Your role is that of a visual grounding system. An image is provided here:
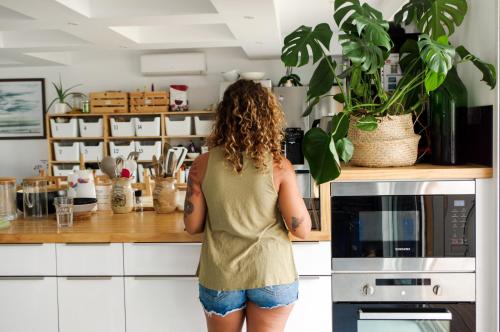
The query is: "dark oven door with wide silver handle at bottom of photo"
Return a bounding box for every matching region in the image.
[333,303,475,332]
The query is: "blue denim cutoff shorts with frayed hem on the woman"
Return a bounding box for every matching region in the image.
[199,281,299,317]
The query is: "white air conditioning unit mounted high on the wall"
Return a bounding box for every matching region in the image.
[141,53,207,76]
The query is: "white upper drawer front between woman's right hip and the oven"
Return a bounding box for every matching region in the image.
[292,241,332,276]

════════════════

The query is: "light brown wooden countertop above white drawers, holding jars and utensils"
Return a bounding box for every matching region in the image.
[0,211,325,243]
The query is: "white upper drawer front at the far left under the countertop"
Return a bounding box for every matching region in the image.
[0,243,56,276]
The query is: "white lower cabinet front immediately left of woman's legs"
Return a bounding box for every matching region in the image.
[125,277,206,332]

════════════════

Task to carry out
The stretch of entries above that starts with the line containing "air conditioning unit" and goes on through the line containing "drawer front between" is to be transcribed exactly, and no other line is to be transcribed.

Output of the exercise
The query is: "white air conditioning unit mounted high on the wall"
Return a bounding box for every matching region in the image.
[141,53,207,76]
The query is: "white upper drawer front between woman's right hip and the oven"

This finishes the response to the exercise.